##### TEXT SECTION #####

Originally Posted by Ulrich Drolshagen
In any event, we will see what results. No one can say for sure until it is done by either company.
Although NB's image characteristics were very appealing, I gave up and discarded all my stock (from several different production batches separated by more than a year) because of coating-related patterns that resulted from Forte's antiquated line. I look forward to an NB line manufactured in HARMAN's first-tier plant. More high quality choices available equals goodness!
You are the expert. But I am sure, Bergger will sell us any difference between their current products and the future ones resulting from the use of different coating plants as substantial improvement
Originally Posted by Photo Engineer
I have no doubt that Ilford can do a far better job at making and coating emulsions than any other operating plants except Fuji and Kodak today. It remains to be seen (with no disrespect to Mirko) whether the resurrection of Agfa products will meet the same quality characteristics, but they probably will.
In any event, we can look forward to an improvement in the Bergger products simply because they are being made at the Ilford plant. My question is whether they will be the same Bergger products, with the same tone and curve shape. This is not a matter of Ilford science and technology, it is a matter of moving formulas between plants where many things differ. You don't just flip a switch. This is one aspect of emulsion transfer (lets call it that for now) that Ilford is not familiar with to any great extent AFAIK, having only one plant.
Kodak had an EQG (Emulsion Quality Group) that met yearly. Their effort was to insure that every lab, world-wide, could produce the exact same emulsions at every scale. To do this, we had a set of standard emulsions that were made everywhere at every scale and then compared. If a lab failed this test, then it was decertified until the problem(s) were fixed.
It was amazing to see the results, and the changes needed to make a Harrow, Chalon and Rochester formula for a simple cubic bromide emulsion (for example) match at all 3 plants and at all 3 scales. That was a minimum total of 9 emulsions and the formulas each differed, but when the correction factors were understood, then we could apply them to all formulas and there was no remaining problem.

##### RECORDS TO PROCESS #####

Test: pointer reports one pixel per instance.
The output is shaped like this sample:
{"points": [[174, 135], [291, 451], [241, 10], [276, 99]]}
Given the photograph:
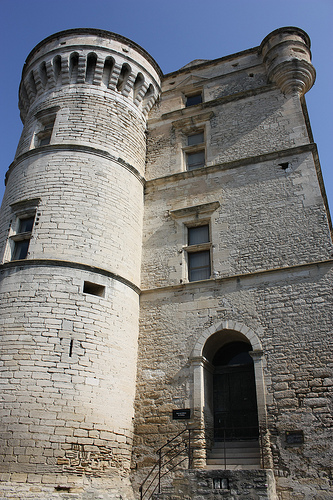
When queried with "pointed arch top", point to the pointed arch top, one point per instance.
{"points": [[226, 325]]}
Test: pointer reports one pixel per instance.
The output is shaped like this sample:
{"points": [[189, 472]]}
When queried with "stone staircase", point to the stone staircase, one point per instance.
{"points": [[222, 484], [234, 455]]}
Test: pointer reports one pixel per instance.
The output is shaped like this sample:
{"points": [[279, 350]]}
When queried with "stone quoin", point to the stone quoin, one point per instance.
{"points": [[166, 265]]}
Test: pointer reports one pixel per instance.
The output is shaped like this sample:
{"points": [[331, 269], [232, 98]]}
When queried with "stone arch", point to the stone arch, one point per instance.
{"points": [[73, 67], [90, 67], [202, 371], [226, 325]]}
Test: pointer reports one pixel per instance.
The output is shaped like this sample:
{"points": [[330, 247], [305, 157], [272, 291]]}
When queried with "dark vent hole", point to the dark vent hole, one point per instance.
{"points": [[220, 483], [94, 289]]}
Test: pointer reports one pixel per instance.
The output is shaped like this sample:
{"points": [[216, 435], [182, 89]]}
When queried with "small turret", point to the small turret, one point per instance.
{"points": [[286, 54]]}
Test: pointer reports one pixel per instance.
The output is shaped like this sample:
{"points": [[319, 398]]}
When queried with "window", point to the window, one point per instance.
{"points": [[45, 124], [44, 135], [22, 237], [192, 100], [195, 151], [198, 252], [24, 219]]}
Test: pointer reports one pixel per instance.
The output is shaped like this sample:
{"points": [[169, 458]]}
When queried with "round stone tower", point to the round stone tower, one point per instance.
{"points": [[70, 247]]}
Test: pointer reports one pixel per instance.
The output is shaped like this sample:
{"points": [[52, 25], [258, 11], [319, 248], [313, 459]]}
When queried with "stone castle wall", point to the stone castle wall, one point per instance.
{"points": [[102, 332]]}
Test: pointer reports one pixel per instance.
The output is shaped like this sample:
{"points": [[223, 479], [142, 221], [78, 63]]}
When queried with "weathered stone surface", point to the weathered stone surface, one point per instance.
{"points": [[103, 334]]}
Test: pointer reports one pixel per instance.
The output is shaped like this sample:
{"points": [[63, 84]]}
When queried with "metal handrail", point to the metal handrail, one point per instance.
{"points": [[152, 482], [148, 487]]}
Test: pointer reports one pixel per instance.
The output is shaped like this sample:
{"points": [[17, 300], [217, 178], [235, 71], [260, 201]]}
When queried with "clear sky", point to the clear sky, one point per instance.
{"points": [[174, 32]]}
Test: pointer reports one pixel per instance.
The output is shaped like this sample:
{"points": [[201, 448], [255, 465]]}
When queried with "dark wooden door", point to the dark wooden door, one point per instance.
{"points": [[235, 403]]}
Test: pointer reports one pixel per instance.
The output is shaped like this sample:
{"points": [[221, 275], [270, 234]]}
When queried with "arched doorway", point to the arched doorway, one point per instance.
{"points": [[234, 393], [231, 411]]}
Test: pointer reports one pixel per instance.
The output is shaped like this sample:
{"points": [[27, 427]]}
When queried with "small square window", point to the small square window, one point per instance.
{"points": [[192, 100], [44, 135], [21, 239], [26, 225], [195, 139], [45, 124], [21, 249], [195, 160], [199, 267], [198, 234], [94, 289]]}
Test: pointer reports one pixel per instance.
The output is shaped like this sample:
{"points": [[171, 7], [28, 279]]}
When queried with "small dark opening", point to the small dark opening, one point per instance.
{"points": [[193, 99], [94, 289], [220, 483], [71, 348]]}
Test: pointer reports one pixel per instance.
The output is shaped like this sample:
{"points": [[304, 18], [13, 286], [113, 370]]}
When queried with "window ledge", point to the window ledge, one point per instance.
{"points": [[205, 208]]}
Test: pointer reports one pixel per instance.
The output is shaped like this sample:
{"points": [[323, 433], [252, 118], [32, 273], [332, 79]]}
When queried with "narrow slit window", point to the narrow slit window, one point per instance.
{"points": [[195, 160], [192, 100], [21, 240], [199, 265], [94, 289]]}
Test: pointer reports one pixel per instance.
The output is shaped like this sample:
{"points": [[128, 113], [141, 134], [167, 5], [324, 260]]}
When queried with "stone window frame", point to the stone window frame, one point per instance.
{"points": [[198, 148], [193, 98], [195, 216], [191, 125], [198, 248], [22, 211], [44, 127]]}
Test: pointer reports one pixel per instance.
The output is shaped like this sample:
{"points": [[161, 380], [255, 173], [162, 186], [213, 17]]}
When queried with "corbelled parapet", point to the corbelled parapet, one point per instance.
{"points": [[287, 56], [92, 57]]}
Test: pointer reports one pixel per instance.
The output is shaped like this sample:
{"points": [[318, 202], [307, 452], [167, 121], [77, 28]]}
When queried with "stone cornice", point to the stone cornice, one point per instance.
{"points": [[64, 263], [238, 277], [50, 148], [208, 169]]}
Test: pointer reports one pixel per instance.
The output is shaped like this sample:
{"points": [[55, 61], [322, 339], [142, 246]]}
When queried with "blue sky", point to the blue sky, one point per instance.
{"points": [[174, 32]]}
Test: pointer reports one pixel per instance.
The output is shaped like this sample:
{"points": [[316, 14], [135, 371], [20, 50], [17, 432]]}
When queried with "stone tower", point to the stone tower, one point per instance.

#####

(DIRECTIVE 1)
Condense the paragraph of the forum excerpt that begins "Kodak had an EQG" into a short bulleted list that keeps its main facts.
(DIRECTIVE 2)
List every line in the data items that contains the string "dark", counting only matches with the same case.

(TASK ANSWER 1)
- Kodak's Emulsion Quality Group (EQG) met yearly.
- Its goal was to ensure that every lab worldwide could produce exactly the same emulsions at every scale.
- A set of standard emulsions was made everywhere at every scale, and the results were compared.
- A lab that failed the test was decertified until the problem(s) were fixed.

(TASK ANSWER 2)
When queried with "dark vent hole", point to the dark vent hole, one point per instance.
When queried with "dark wooden door", point to the dark wooden door, one point per instance.
When queried with "small dark opening", point to the small dark opening, one point per instance.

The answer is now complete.